Page text ->
In some configurations of the compressor of any one or more of the above paragraphs, the fitting has a transition portion positioned between the first axial end and the second axial end and having a third outer diametrical surface. A third diameter of the third outer diametrical surface is smaller than the first and second diameters.

In some configurations of the compressor of any one or more of the above paragraphs, the fitting is made of steel and has a first axial end and a second axial end. The second axial end has a copper plating coating. The first axial end is attached to the shell.

In some configurations of the compressor of any one or more of the above paragraphs, each of the opposing arcuate surfaces have a length that is greater than a length of each of the first and second planar surfaces.

Stored records ->
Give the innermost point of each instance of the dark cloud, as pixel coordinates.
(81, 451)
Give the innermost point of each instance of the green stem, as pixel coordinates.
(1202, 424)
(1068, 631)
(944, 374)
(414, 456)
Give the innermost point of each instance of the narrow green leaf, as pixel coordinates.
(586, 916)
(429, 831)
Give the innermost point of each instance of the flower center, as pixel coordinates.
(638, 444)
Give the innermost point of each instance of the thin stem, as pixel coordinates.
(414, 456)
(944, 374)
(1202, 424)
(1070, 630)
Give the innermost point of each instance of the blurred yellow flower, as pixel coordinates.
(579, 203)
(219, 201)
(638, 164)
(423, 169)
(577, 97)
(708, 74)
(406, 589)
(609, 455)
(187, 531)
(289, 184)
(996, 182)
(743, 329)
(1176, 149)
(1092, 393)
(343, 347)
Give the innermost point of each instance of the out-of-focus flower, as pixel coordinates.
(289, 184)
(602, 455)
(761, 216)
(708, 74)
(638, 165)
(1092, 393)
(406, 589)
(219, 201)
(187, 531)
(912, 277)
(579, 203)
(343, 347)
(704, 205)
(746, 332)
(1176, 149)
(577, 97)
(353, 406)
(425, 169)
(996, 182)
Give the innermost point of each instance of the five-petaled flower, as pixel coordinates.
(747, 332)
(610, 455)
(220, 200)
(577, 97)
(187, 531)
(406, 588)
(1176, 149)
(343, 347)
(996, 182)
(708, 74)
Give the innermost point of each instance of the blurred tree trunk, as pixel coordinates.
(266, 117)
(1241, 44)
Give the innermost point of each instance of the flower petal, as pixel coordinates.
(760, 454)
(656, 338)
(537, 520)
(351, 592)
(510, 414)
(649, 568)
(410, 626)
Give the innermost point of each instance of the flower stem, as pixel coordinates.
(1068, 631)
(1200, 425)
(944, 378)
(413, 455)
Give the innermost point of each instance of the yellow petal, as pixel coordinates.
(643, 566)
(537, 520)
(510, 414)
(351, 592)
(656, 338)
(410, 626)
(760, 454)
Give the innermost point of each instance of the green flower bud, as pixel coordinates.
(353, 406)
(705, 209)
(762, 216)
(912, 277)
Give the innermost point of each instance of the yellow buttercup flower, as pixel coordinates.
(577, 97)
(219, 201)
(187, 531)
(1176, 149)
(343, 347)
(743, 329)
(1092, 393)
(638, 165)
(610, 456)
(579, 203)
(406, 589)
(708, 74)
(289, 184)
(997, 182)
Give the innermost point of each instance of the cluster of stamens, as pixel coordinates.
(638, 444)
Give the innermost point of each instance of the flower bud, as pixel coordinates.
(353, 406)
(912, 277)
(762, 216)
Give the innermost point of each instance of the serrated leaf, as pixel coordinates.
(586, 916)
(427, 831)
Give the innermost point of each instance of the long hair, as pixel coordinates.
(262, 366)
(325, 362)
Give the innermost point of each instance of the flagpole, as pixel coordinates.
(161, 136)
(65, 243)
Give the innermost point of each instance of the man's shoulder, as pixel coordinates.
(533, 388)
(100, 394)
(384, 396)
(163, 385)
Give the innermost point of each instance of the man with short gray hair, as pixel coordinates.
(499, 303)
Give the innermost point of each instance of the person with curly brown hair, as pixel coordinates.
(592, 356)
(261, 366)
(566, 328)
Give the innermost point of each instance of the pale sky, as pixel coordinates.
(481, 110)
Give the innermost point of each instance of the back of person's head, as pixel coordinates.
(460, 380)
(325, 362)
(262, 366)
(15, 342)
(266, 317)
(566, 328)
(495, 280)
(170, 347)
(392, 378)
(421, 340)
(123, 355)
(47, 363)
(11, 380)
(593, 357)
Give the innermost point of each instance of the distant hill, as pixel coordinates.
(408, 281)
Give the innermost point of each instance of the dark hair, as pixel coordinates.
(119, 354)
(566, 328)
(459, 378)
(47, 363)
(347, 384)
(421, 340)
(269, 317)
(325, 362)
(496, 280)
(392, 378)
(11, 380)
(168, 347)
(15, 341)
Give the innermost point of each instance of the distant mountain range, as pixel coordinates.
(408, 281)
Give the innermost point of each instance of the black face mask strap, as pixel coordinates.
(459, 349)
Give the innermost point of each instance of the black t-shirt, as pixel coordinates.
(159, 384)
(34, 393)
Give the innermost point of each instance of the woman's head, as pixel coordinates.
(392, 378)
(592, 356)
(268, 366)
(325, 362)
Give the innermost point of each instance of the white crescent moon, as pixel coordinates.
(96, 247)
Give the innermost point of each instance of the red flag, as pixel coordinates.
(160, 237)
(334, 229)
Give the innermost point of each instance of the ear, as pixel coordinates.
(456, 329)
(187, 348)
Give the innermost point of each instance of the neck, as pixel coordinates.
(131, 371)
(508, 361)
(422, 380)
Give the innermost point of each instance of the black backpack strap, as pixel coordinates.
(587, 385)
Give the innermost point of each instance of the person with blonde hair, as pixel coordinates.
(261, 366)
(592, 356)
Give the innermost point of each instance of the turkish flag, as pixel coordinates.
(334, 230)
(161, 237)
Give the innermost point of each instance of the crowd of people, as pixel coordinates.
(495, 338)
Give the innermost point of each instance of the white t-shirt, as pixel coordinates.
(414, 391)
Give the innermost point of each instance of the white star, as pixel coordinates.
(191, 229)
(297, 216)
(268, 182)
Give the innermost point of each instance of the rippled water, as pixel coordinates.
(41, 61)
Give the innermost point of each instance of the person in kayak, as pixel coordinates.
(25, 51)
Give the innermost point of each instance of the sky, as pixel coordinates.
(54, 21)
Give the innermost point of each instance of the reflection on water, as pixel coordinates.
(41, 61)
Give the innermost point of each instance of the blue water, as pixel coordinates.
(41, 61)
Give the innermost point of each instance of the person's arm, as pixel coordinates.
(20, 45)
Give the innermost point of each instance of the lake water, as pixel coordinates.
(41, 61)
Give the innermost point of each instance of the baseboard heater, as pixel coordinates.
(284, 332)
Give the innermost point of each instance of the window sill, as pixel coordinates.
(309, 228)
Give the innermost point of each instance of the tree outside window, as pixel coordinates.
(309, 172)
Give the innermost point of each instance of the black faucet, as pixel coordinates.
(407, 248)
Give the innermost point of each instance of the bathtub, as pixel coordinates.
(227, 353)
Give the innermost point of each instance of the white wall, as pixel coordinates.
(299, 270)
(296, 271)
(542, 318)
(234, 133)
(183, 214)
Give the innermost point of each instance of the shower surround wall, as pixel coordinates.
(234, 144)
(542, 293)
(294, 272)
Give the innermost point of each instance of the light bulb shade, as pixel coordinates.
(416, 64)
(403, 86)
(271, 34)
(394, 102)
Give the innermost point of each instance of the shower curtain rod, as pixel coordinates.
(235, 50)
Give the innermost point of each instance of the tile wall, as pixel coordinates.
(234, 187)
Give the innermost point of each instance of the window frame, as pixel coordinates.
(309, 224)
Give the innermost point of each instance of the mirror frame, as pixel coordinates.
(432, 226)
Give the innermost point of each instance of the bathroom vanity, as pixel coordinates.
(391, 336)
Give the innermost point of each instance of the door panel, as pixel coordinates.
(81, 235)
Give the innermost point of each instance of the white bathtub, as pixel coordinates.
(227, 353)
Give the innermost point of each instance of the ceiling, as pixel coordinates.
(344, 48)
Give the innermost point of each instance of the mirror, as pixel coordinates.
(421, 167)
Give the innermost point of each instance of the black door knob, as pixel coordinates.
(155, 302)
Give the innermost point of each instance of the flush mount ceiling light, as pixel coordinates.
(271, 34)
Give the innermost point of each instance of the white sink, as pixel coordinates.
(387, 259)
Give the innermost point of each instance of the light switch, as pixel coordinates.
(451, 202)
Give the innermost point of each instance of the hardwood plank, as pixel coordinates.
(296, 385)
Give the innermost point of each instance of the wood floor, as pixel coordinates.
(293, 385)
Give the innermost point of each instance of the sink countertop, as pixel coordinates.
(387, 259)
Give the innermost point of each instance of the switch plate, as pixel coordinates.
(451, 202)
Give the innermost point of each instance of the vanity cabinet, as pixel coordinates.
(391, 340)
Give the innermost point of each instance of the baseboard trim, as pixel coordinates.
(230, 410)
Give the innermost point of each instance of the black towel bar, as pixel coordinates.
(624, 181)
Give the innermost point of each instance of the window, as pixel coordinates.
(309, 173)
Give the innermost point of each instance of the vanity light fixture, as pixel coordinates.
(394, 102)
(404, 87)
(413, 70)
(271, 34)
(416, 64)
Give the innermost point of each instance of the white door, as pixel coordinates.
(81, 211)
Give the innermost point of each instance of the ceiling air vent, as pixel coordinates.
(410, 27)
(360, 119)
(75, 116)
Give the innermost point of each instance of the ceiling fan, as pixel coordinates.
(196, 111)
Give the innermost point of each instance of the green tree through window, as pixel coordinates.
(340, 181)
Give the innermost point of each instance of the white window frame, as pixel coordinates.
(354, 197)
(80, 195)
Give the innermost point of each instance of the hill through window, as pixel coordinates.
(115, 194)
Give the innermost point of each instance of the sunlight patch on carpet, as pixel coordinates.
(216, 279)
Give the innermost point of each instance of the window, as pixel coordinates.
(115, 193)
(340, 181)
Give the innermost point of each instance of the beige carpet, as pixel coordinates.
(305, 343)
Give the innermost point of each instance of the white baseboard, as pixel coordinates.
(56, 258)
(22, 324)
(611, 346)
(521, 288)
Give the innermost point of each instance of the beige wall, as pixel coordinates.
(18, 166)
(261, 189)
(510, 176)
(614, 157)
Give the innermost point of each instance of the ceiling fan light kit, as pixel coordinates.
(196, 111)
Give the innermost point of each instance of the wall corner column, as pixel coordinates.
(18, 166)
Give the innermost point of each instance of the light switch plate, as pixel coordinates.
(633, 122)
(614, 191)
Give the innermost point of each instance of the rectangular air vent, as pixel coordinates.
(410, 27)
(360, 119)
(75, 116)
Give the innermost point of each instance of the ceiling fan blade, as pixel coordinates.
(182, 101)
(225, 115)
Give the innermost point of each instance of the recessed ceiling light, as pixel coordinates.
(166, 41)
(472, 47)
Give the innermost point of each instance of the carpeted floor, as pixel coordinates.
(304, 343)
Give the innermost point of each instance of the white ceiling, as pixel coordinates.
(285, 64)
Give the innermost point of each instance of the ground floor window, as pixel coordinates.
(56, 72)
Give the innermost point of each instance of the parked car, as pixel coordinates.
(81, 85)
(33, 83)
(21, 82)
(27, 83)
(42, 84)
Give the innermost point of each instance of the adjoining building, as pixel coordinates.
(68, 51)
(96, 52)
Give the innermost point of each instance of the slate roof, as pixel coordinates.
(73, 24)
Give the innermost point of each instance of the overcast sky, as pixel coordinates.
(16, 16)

Given instruction 1 -> In the compressor passage, which axial end of the steel fitting has a copper plating coating?
Given instruction 2 -> Using the compressor passage, explain how the fitting's transition portion differs from its two axial ends.

Finished answer 1 -> The second axial end.

Finished answer 2 -> The transition portion sits between the first axial end and the second axial end and has a third outer diametrical surface. The diameter of that surface is smaller than both the first and second diameters.